[Required work] Starting at the line that has "target: dark forested hill" and stopping after the line that has "[[0,197],[0,252],[381,252],[381,205]]", reproduce those lines of the records with every occurrence of "instance" renamed to "object" and nothing else altered.
>>
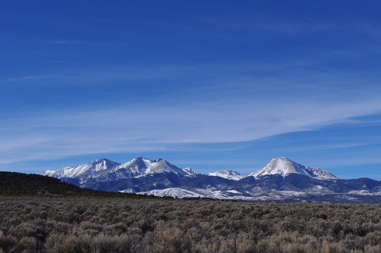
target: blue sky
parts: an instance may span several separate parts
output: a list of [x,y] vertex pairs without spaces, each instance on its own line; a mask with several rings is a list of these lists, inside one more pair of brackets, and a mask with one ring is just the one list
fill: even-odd
[[381,179],[381,2],[3,1],[0,170],[285,156]]

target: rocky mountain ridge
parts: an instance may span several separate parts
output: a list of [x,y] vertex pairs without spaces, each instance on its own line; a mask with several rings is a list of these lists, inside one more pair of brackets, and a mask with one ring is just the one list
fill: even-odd
[[233,171],[202,175],[163,159],[152,161],[141,156],[124,164],[97,161],[41,174],[95,189],[159,196],[358,203],[370,199],[371,202],[378,199],[381,202],[380,181],[366,178],[341,179],[322,169],[304,166],[285,157],[274,159],[247,176]]

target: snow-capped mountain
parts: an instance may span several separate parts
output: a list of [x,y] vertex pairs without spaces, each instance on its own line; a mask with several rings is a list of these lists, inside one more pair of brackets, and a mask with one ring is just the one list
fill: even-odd
[[242,176],[239,174],[239,172],[232,170],[221,170],[220,171],[216,171],[211,173],[206,173],[205,175],[207,176],[214,176],[216,177],[223,177],[224,178],[226,178],[227,179],[235,180],[241,179],[245,177],[245,176]]
[[261,170],[255,171],[247,176],[256,178],[265,175],[280,175],[284,177],[290,173],[296,173],[318,179],[337,179],[332,174],[319,168],[303,166],[285,157],[278,157],[272,159]]
[[100,159],[41,174],[95,189],[160,196],[381,203],[381,181],[366,178],[341,179],[322,169],[280,157],[246,176],[232,171],[202,175],[161,159],[152,161],[141,156],[124,164]]
[[40,173],[43,176],[49,176],[61,178],[62,177],[75,178],[87,173],[104,170],[119,165],[120,164],[103,158],[93,161],[87,164],[78,165],[74,167],[64,167],[58,170],[46,170]]
[[56,171],[45,171],[40,174],[71,183],[75,183],[76,181],[73,181],[75,179],[79,186],[86,187],[89,182],[116,181],[155,173],[171,173],[180,176],[198,173],[190,168],[186,171],[184,171],[161,159],[152,161],[140,156],[124,164],[115,163],[107,159],[100,159],[75,167],[64,167]]
[[190,169],[189,167],[184,168],[184,169],[182,169],[182,171],[190,176],[195,176],[196,175],[201,174],[201,173],[200,173],[198,171],[196,171],[195,170],[193,170]]

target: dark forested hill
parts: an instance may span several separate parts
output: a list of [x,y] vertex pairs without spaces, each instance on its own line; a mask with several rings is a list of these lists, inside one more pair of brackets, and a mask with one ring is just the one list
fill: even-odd
[[[61,182],[59,179],[35,174],[0,171],[0,195],[2,196],[93,196],[111,198],[149,198],[135,194],[121,193],[97,191]],[[166,198],[172,198],[166,197]]]

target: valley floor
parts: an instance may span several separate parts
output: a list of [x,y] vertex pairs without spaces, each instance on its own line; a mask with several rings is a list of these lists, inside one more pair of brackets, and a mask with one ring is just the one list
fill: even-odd
[[0,197],[0,252],[381,252],[381,205]]

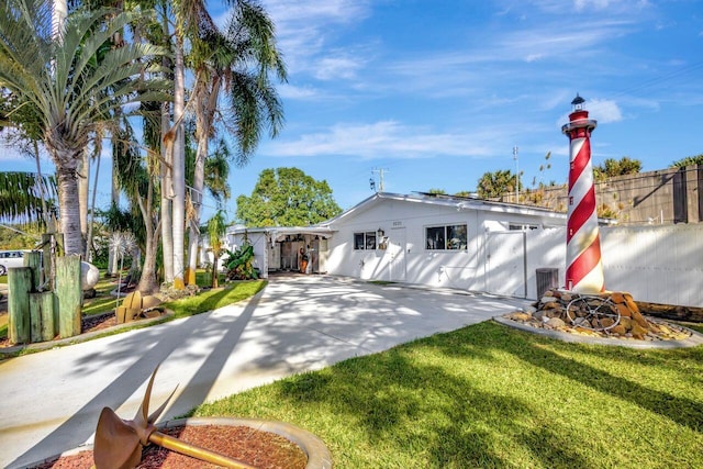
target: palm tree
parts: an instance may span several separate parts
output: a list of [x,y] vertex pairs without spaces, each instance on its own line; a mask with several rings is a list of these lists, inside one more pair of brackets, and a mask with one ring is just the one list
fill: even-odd
[[0,172],[0,221],[46,224],[47,211],[55,206],[44,188],[55,193],[54,180],[34,172]]
[[208,237],[210,241],[210,248],[212,249],[212,288],[219,287],[219,270],[217,263],[220,261],[220,253],[222,250],[222,237],[227,230],[227,223],[224,219],[222,210],[217,210],[212,219],[208,220]]
[[[0,5],[0,88],[37,116],[56,167],[66,254],[81,254],[77,168],[91,134],[114,109],[163,100],[164,80],[148,64],[163,48],[132,43],[105,47],[110,37],[145,12],[79,10],[67,16],[63,36],[52,37],[51,3],[5,0]],[[98,60],[98,57],[100,59]],[[10,112],[3,125],[20,125]]]
[[[198,254],[198,226],[204,167],[209,141],[215,134],[215,118],[236,137],[236,163],[243,166],[254,154],[261,129],[268,126],[275,137],[282,125],[283,112],[270,75],[286,81],[286,66],[276,47],[274,23],[255,1],[233,2],[225,31],[209,29],[193,41],[190,57],[196,70],[193,89],[196,137],[198,150],[193,175],[193,216],[190,224],[190,271],[194,271]],[[220,102],[221,91],[226,91],[226,103]],[[224,109],[223,109],[224,108]],[[219,112],[220,111],[220,112]]]

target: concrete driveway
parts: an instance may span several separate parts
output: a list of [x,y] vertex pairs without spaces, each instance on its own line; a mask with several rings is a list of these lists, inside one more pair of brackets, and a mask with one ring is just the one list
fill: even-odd
[[0,467],[92,439],[110,406],[152,409],[178,386],[167,420],[193,406],[339,360],[486,321],[525,301],[331,276],[274,278],[258,295],[167,324],[0,364]]

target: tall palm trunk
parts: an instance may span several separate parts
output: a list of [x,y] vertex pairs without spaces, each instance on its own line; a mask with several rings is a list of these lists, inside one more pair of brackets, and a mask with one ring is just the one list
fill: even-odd
[[142,277],[137,289],[142,293],[154,293],[158,291],[158,281],[156,280],[156,253],[158,250],[159,239],[159,222],[154,222],[154,185],[149,179],[147,187],[146,201],[137,198],[142,219],[144,220],[144,228],[146,231],[146,242],[144,247],[144,265],[142,266]]
[[81,152],[80,163],[78,165],[78,205],[80,206],[80,235],[83,238],[83,249],[88,245],[88,194],[90,182],[90,155],[88,148]]
[[185,288],[185,237],[186,237],[186,138],[183,134],[183,114],[186,112],[186,66],[183,63],[182,37],[176,40],[174,69],[174,119],[176,135],[174,141],[174,287]]
[[[161,135],[166,135],[170,126],[169,104],[161,104]],[[172,206],[171,206],[171,168],[174,164],[167,145],[161,144],[161,252],[164,256],[164,281],[174,282],[174,228],[172,228]]]
[[[57,152],[58,153],[58,152]],[[67,161],[56,165],[58,185],[58,210],[60,212],[62,233],[64,233],[64,252],[66,255],[82,253],[82,237],[80,235],[80,208],[78,200],[78,177],[76,165],[80,156],[58,155],[57,159]]]

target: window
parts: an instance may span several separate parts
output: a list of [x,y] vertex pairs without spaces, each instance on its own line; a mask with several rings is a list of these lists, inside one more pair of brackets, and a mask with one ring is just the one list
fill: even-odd
[[467,225],[427,226],[426,247],[429,250],[466,250]]
[[538,225],[533,225],[529,223],[511,223],[509,226],[510,231],[523,231],[526,232],[528,230],[537,230],[539,226]]
[[376,249],[376,232],[354,233],[354,249]]

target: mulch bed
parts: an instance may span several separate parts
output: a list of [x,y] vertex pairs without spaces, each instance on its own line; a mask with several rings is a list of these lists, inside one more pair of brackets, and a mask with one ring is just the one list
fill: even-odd
[[[176,426],[161,431],[188,443],[217,451],[260,469],[304,469],[308,457],[289,439],[248,426],[198,425]],[[82,469],[92,466],[92,451],[64,456],[33,469]],[[214,466],[189,456],[150,445],[142,453],[141,469],[203,469]]]

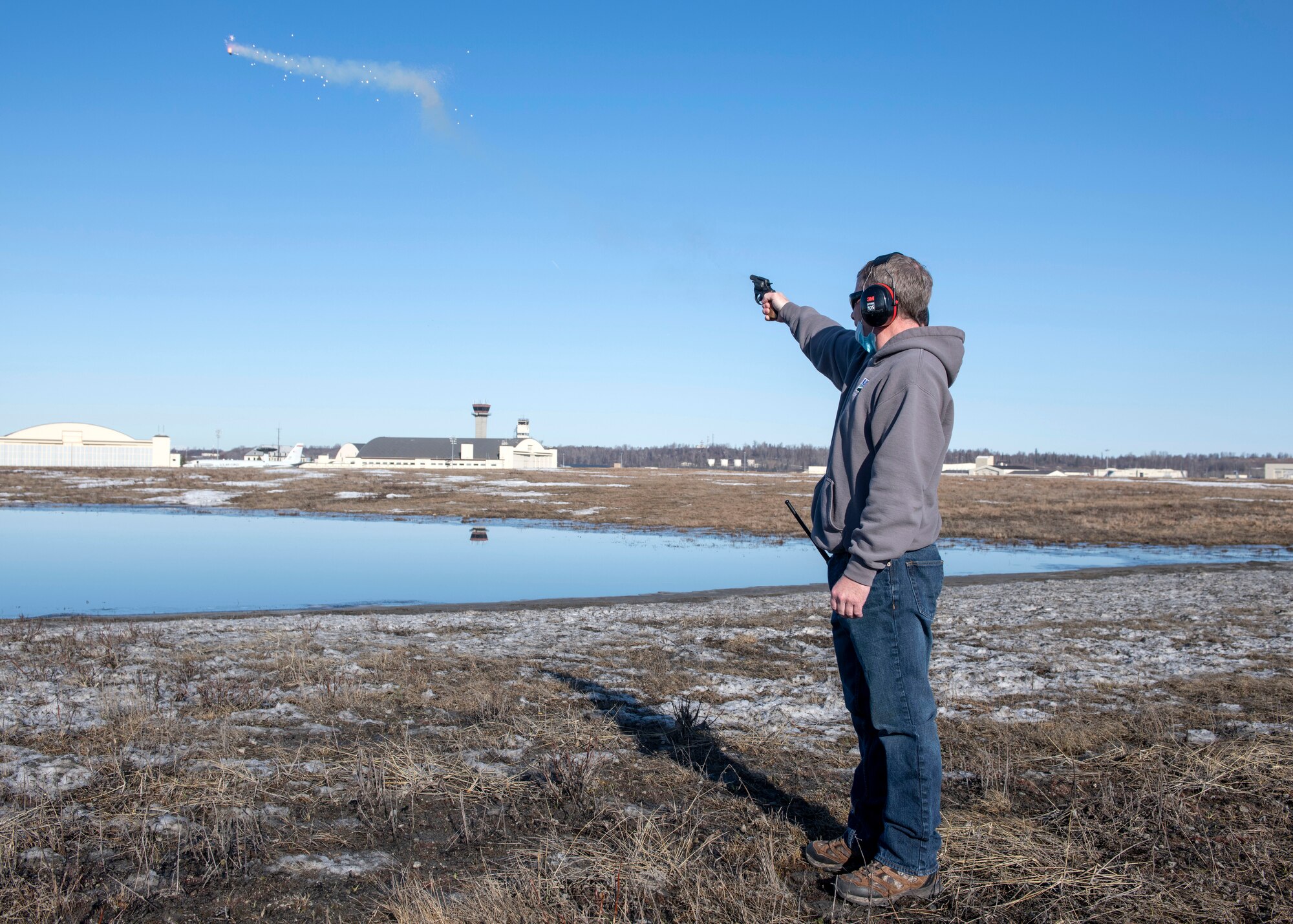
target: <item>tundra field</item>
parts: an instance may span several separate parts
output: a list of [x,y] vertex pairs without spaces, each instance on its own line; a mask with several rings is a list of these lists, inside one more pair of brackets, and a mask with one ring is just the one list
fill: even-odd
[[[284,512],[543,519],[798,536],[816,479],[650,468],[555,471],[0,468],[0,505],[163,503]],[[1293,545],[1293,484],[945,476],[943,534],[989,541]]]
[[869,916],[798,857],[855,760],[821,591],[0,622],[0,918],[1290,920],[1290,600],[950,582],[946,890]]

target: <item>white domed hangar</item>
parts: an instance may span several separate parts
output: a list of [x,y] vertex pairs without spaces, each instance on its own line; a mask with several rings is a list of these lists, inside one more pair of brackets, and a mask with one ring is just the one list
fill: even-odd
[[169,436],[137,440],[94,423],[41,423],[0,436],[0,466],[178,468]]

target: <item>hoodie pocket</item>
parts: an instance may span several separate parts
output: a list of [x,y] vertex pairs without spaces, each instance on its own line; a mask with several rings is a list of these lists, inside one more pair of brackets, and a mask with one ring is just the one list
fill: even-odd
[[813,492],[813,527],[821,527],[829,534],[839,533],[843,528],[843,518],[835,512],[835,483],[829,478],[822,478]]

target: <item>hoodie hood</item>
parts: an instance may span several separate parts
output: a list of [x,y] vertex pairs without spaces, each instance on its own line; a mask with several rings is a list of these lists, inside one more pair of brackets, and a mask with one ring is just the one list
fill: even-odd
[[966,355],[966,333],[959,327],[913,327],[895,334],[893,339],[886,343],[871,357],[871,365],[883,362],[890,356],[895,356],[906,349],[923,349],[937,357],[939,362],[948,373],[948,384],[957,380],[961,371],[961,361]]

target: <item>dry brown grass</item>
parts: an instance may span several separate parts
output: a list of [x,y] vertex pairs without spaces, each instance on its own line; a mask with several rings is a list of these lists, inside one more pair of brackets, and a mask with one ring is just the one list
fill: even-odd
[[[0,732],[96,771],[80,789],[0,795],[0,919],[861,918],[798,859],[806,836],[838,832],[847,739],[715,731],[657,651],[615,652],[648,691],[630,709],[586,677],[431,654],[415,635],[343,672],[310,622],[182,651],[162,626],[72,628],[0,626],[8,666],[30,682],[133,679],[103,725]],[[712,650],[772,670],[756,629]],[[158,657],[141,660],[147,646]],[[1289,721],[1293,665],[1171,692],[1124,690],[1124,708],[1032,725],[944,721],[948,890],[873,918],[1293,918],[1293,735],[1235,725]],[[238,714],[270,700],[331,727]],[[1187,729],[1218,740],[1191,744]],[[367,852],[390,866],[318,879],[272,866]]]
[[[75,470],[76,478],[147,478],[156,488],[216,489],[229,481],[230,505],[284,514],[335,512],[464,519],[556,519],[646,529],[715,529],[755,536],[798,536],[782,501],[807,510],[815,484],[807,475],[644,468],[473,472],[472,483],[394,470],[297,478],[273,470]],[[498,481],[524,483],[497,485]],[[530,487],[533,485],[533,487]],[[610,487],[625,485],[625,487]],[[138,487],[138,485],[136,485]],[[266,493],[273,489],[281,493]],[[21,502],[138,503],[132,485],[79,488],[49,472],[0,468],[0,492]],[[337,498],[352,492],[371,497]],[[520,492],[539,492],[522,494]],[[387,497],[387,494],[407,497]],[[1093,479],[948,476],[940,485],[943,534],[992,541],[1151,542],[1162,545],[1293,545],[1293,488],[1206,487]],[[592,514],[574,515],[590,510]]]

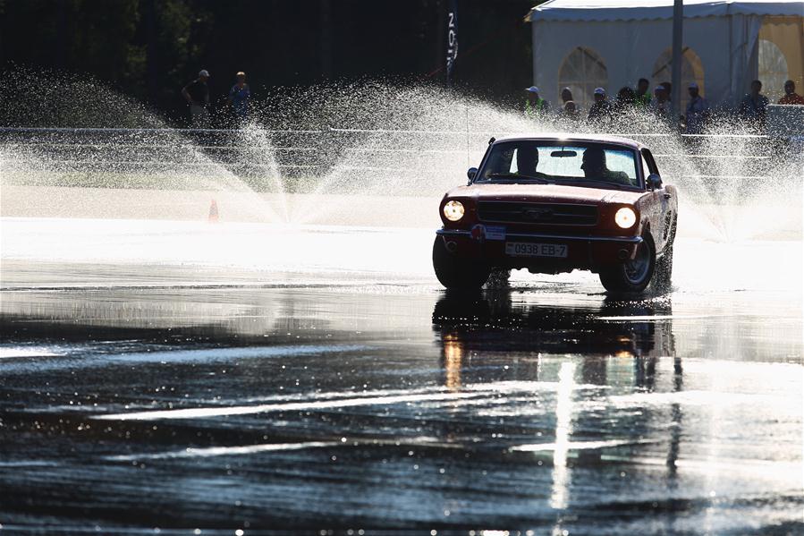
<<
[Answer to the problem]
target: dark forested hill
parts: an object may span several separate parts
output: a list of [x,y] vertex pairs without spaces, each object on its own line; a mask with several rings is a list of these lists, inside one more pair of brackets, and a mask with one ring is just the one list
fill: even-odd
[[[61,182],[59,179],[35,174],[0,171],[0,195],[2,196],[93,196],[111,198],[149,198],[135,194],[121,193],[97,191]],[[166,198],[172,198],[166,197]]]

target: valley floor
parts: an object may span several separate parts
output: a list of [x,y] vertex pairs without spaces, each object on its own line; a mask with several rings is a list of these lists, inside one more pair of brackets, and a mask with one ring is just the one list
fill: even-odd
[[0,197],[0,252],[381,252],[381,205]]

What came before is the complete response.